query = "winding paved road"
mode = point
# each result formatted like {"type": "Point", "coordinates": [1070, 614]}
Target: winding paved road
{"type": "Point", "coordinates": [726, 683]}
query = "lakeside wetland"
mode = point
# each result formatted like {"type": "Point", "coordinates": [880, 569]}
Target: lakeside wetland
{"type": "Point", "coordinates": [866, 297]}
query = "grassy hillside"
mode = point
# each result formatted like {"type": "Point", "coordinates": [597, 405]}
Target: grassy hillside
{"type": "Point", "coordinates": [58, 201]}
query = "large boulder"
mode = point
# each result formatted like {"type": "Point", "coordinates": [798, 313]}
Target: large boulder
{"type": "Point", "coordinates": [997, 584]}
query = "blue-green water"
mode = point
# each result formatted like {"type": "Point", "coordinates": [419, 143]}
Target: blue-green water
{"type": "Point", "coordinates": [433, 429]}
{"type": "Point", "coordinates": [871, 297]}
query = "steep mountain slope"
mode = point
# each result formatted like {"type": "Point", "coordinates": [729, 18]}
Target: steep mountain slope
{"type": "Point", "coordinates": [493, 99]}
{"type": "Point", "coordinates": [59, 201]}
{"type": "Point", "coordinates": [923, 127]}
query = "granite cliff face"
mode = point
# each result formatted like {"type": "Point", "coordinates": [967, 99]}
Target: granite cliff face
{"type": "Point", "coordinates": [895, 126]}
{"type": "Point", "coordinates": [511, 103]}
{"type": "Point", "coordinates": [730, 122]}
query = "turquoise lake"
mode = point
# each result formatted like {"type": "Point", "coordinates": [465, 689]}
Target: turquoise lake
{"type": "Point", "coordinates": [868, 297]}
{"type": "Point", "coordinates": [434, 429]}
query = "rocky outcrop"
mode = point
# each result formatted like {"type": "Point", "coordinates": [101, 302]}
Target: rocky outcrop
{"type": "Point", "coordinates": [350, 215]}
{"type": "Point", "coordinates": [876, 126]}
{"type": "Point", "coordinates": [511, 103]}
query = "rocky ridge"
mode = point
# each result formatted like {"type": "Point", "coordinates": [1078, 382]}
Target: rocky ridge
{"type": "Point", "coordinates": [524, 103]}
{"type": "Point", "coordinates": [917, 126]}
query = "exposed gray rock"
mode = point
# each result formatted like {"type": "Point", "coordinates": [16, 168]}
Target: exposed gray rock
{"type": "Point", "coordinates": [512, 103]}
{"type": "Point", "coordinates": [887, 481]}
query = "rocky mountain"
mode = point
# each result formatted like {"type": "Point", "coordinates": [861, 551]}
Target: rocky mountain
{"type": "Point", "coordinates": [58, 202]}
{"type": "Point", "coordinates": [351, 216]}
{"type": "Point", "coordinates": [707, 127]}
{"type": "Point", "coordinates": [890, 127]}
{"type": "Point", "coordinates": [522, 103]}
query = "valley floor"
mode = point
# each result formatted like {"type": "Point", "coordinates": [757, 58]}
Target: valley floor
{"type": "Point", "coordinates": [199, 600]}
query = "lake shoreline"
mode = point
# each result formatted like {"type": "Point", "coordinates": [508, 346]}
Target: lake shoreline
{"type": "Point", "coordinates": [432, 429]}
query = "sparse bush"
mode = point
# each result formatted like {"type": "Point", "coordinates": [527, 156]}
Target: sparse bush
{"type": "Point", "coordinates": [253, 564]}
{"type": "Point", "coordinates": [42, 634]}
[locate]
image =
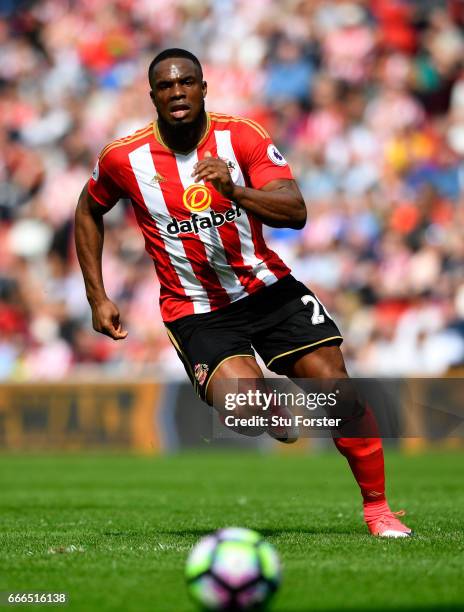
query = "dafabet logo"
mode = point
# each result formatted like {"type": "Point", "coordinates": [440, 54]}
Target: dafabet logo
{"type": "Point", "coordinates": [197, 198]}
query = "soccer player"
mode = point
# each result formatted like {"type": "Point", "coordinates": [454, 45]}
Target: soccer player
{"type": "Point", "coordinates": [202, 184]}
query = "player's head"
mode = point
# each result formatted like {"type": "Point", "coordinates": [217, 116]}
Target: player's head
{"type": "Point", "coordinates": [177, 87]}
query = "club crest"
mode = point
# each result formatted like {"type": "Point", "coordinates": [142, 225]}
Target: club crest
{"type": "Point", "coordinates": [201, 372]}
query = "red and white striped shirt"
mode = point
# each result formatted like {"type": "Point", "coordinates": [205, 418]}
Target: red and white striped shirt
{"type": "Point", "coordinates": [207, 251]}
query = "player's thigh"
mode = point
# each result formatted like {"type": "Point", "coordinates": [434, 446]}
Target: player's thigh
{"type": "Point", "coordinates": [323, 362]}
{"type": "Point", "coordinates": [237, 374]}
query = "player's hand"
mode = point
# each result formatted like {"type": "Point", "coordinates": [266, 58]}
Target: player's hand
{"type": "Point", "coordinates": [215, 171]}
{"type": "Point", "coordinates": [105, 319]}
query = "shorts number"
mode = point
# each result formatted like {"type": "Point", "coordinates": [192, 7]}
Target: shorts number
{"type": "Point", "coordinates": [316, 317]}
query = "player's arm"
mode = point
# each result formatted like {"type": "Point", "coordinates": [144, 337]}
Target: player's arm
{"type": "Point", "coordinates": [278, 203]}
{"type": "Point", "coordinates": [89, 236]}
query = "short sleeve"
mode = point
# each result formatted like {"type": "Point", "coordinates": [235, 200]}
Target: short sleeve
{"type": "Point", "coordinates": [102, 185]}
{"type": "Point", "coordinates": [261, 159]}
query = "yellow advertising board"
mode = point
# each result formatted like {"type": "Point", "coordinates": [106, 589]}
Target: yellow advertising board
{"type": "Point", "coordinates": [112, 415]}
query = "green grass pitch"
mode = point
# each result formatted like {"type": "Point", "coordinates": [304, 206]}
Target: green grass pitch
{"type": "Point", "coordinates": [114, 531]}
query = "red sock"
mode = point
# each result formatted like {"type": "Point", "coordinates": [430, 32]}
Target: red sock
{"type": "Point", "coordinates": [365, 456]}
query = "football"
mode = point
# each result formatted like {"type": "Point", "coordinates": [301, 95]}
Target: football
{"type": "Point", "coordinates": [233, 569]}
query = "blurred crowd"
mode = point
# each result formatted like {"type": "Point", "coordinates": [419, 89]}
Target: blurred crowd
{"type": "Point", "coordinates": [366, 99]}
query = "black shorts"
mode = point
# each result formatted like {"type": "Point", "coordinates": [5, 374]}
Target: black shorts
{"type": "Point", "coordinates": [281, 322]}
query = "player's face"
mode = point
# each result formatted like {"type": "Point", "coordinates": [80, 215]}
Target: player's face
{"type": "Point", "coordinates": [178, 91]}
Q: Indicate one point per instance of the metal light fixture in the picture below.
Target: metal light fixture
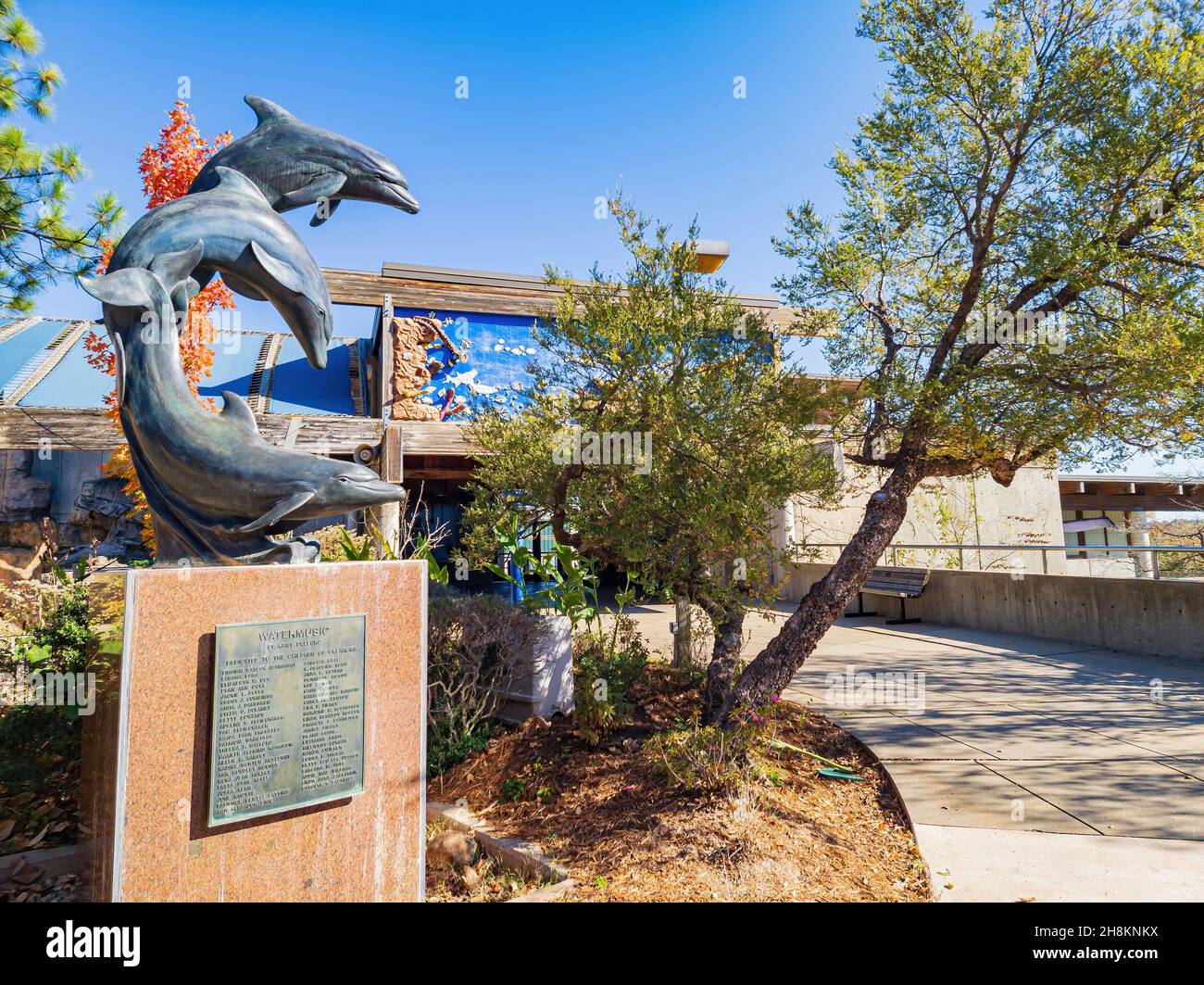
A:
(709, 254)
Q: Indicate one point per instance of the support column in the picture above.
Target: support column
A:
(1139, 536)
(386, 518)
(682, 654)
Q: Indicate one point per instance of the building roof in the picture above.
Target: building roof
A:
(1120, 491)
(44, 364)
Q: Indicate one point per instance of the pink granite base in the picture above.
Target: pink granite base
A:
(145, 749)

● Your goal: Please print each record above again exactly, but omit any pictures.

● Your response:
query = "winding paved road"
mode = point
# each result formatted like {"type": "Point", "coordinates": [1070, 614]}
Target: winding paved road
{"type": "Point", "coordinates": [726, 683]}
query = "lakeside wetland"
mode = point
# each result formatted like {"type": "Point", "coordinates": [880, 569]}
Target: lakeside wetland
{"type": "Point", "coordinates": [866, 297]}
query = "grassy hillside"
mode = point
# each result formatted like {"type": "Point", "coordinates": [597, 405]}
Target: grassy hillside
{"type": "Point", "coordinates": [58, 201]}
query = "large boulder"
mode = point
# each result formatted like {"type": "Point", "coordinates": [798, 313]}
Target: large boulder
{"type": "Point", "coordinates": [997, 584]}
query = "blue-green water"
mode = point
# each result formatted like {"type": "Point", "coordinates": [419, 143]}
Target: blue-green water
{"type": "Point", "coordinates": [433, 429]}
{"type": "Point", "coordinates": [871, 297]}
query = "steep mountain slope"
mode = point
# each result formatted like {"type": "Point", "coordinates": [729, 18]}
Target: steep mountain slope
{"type": "Point", "coordinates": [493, 99]}
{"type": "Point", "coordinates": [59, 201]}
{"type": "Point", "coordinates": [923, 127]}
query = "granite cliff face"
mode = point
# each result formatted like {"type": "Point", "coordinates": [967, 99]}
Target: granite cliff face
{"type": "Point", "coordinates": [895, 126]}
{"type": "Point", "coordinates": [511, 103]}
{"type": "Point", "coordinates": [730, 122]}
query = "turquoise lake"
mode = point
# each result formatted like {"type": "Point", "coordinates": [465, 689]}
Target: turquoise lake
{"type": "Point", "coordinates": [868, 297]}
{"type": "Point", "coordinates": [434, 429]}
query = "rocky outcrop"
mode = point
# each result formatted like {"type": "Point", "coordinates": [101, 302]}
Target: rocky outcrop
{"type": "Point", "coordinates": [350, 215]}
{"type": "Point", "coordinates": [876, 126]}
{"type": "Point", "coordinates": [511, 103]}
query = "rocky ridge"
mode = point
# each result formatted like {"type": "Point", "coordinates": [1078, 382]}
Target: rocky ridge
{"type": "Point", "coordinates": [524, 103]}
{"type": "Point", "coordinates": [917, 126]}
query = "exposed gray rock"
mode = point
# each result formatted like {"type": "Point", "coordinates": [16, 168]}
Target: exposed gray rock
{"type": "Point", "coordinates": [512, 103]}
{"type": "Point", "coordinates": [887, 481]}
query = "rocky mountain"
mode = point
# each result formatted like {"type": "Point", "coordinates": [861, 551]}
Target: rocky mountain
{"type": "Point", "coordinates": [58, 202]}
{"type": "Point", "coordinates": [351, 216]}
{"type": "Point", "coordinates": [707, 127]}
{"type": "Point", "coordinates": [890, 127]}
{"type": "Point", "coordinates": [522, 103]}
query = "valley floor"
mode = point
# each result formatted like {"type": "Point", "coordinates": [757, 58]}
Target: valley floor
{"type": "Point", "coordinates": [199, 600]}
query = "lake shoreline"
mode = point
# each result formatted like {"type": "Point", "coordinates": [508, 346]}
Target: lake shoreline
{"type": "Point", "coordinates": [432, 429]}
query = "sparse bush"
mode = point
# each result formatted like {"type": "Point", "coordinates": [527, 156]}
Target: sparse bush
{"type": "Point", "coordinates": [253, 564]}
{"type": "Point", "coordinates": [42, 634]}
[locate]
image =
query = "dafabet logo"
mode = point
# each result formatted like {"type": "Point", "coordinates": [440, 54]}
Target: dafabet logo
{"type": "Point", "coordinates": [197, 198]}
query = "soccer player"
mode = point
# each result formatted like {"type": "Point", "coordinates": [454, 45]}
Target: soccer player
{"type": "Point", "coordinates": [202, 184]}
query = "player's head"
mode = point
# each result formatted like {"type": "Point", "coordinates": [217, 116]}
Target: player's head
{"type": "Point", "coordinates": [177, 87]}
query = "club crest"
mode = point
# each result formatted like {"type": "Point", "coordinates": [142, 225]}
Target: club crest
{"type": "Point", "coordinates": [201, 372]}
query = "red and white striped shirt"
mode = point
# each result formatted like {"type": "Point", "coordinates": [205, 418]}
Target: red and white striped shirt
{"type": "Point", "coordinates": [207, 251]}
query = "player's thigh"
mode = point
# each result formatted like {"type": "Point", "coordinates": [434, 446]}
Target: player's thigh
{"type": "Point", "coordinates": [323, 362]}
{"type": "Point", "coordinates": [237, 374]}
query = "player's hand"
mode = point
# each result formatted like {"type": "Point", "coordinates": [266, 58]}
Target: player's hand
{"type": "Point", "coordinates": [215, 171]}
{"type": "Point", "coordinates": [105, 319]}
query = "shorts number"
mode = point
# each result formatted like {"type": "Point", "coordinates": [192, 7]}
Target: shorts number
{"type": "Point", "coordinates": [316, 317]}
query = "player's arm"
mode = point
# each result formatted like {"type": "Point", "coordinates": [144, 337]}
Target: player's arm
{"type": "Point", "coordinates": [278, 203]}
{"type": "Point", "coordinates": [89, 236]}
query = "short sleeve"
mode = point
# each result formatted like {"type": "Point", "coordinates": [235, 200]}
Target: short sleeve
{"type": "Point", "coordinates": [102, 185]}
{"type": "Point", "coordinates": [261, 159]}
query = "yellow advertising board"
mode = point
# each result formatted like {"type": "Point", "coordinates": [106, 589]}
Target: yellow advertising board
{"type": "Point", "coordinates": [112, 415]}
query = "green grass pitch"
mode = point
# each result formatted like {"type": "Point", "coordinates": [304, 206]}
Target: green grass pitch
{"type": "Point", "coordinates": [114, 531]}
query = "red sock"
mode = point
# each result formatted like {"type": "Point", "coordinates": [430, 32]}
Target: red sock
{"type": "Point", "coordinates": [365, 456]}
query = "football"
mode = point
# each result formatted like {"type": "Point", "coordinates": [301, 95]}
Target: football
{"type": "Point", "coordinates": [233, 569]}
query = "blurred crowd"
mode = point
# each result formatted like {"type": "Point", "coordinates": [419, 89]}
Target: blurred crowd
{"type": "Point", "coordinates": [366, 99]}
query = "black shorts"
mode = point
# each result formatted like {"type": "Point", "coordinates": [5, 374]}
Target: black shorts
{"type": "Point", "coordinates": [281, 322]}
query = "player's face"
mode = point
# each result formatted like {"type": "Point", "coordinates": [80, 215]}
Target: player's face
{"type": "Point", "coordinates": [178, 91]}
Q: Indicate one point per instance of the metal light fixture in the picture below.
Target: metal light fixture
A:
(709, 254)
Q: Indicate one point per instance of the support column in the picture above.
Target: support column
A:
(1139, 536)
(386, 518)
(682, 654)
Q: Indicate one point per instance of the building roof in the picture above.
Target: building roof
A:
(1120, 491)
(44, 364)
Q: Indicate one point per instance of the pink granite base in the picture above.
Target: pink granite base
A:
(145, 749)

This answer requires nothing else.